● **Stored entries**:

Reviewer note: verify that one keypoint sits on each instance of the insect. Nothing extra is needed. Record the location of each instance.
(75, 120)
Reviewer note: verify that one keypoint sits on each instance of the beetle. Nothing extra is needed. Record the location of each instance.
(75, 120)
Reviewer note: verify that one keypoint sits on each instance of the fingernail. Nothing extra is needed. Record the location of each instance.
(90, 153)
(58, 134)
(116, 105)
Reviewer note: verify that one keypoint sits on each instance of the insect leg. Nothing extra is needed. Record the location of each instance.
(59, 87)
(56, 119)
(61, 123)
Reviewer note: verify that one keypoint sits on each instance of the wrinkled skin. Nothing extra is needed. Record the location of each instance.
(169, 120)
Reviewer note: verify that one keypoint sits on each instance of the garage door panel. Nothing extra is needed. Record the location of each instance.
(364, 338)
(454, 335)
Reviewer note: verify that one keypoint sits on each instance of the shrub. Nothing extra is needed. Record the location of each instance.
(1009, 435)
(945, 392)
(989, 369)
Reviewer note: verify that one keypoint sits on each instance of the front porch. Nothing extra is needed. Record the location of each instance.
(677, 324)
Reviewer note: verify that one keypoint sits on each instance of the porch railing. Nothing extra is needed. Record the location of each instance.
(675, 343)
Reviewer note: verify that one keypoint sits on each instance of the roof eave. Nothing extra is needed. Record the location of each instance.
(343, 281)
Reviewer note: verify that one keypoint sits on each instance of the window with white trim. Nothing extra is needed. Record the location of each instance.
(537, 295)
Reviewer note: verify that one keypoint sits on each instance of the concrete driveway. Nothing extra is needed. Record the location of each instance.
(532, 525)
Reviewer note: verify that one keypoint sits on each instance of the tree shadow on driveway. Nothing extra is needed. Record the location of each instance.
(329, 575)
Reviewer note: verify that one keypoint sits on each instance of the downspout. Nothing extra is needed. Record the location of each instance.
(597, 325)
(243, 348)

==

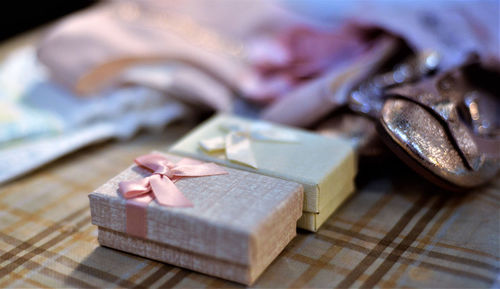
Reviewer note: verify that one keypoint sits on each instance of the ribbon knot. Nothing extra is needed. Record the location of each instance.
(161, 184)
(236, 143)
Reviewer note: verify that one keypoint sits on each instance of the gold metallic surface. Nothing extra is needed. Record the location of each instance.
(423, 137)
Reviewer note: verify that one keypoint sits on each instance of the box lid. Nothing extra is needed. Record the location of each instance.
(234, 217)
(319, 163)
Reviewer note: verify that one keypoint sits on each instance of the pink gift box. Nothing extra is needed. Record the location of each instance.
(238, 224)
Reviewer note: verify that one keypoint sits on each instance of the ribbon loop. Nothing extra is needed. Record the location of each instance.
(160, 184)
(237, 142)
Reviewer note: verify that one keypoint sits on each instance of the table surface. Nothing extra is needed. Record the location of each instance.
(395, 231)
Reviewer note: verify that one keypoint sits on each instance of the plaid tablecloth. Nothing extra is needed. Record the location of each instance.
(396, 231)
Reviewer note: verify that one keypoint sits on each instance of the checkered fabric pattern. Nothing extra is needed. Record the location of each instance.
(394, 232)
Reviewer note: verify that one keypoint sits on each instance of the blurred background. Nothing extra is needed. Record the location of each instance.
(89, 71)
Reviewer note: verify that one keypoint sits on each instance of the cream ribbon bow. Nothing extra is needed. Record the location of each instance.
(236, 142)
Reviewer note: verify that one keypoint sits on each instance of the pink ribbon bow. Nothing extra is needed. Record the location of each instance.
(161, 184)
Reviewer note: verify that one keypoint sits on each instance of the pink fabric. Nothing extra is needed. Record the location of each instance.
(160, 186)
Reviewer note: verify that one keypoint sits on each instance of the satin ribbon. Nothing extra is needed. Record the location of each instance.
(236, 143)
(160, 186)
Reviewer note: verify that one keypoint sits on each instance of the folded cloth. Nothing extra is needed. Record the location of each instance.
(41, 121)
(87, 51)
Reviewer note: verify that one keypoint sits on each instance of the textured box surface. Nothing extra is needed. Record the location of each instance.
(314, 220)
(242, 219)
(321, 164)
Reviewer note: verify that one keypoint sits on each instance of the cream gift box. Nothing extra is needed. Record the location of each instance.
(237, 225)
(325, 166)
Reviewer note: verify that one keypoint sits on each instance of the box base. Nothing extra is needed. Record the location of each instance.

● **Given request**: Count the lines in the records that contain the word "porch", treating uppercase and lowercase as different, and reply with the number alone.

● **The answer**: 2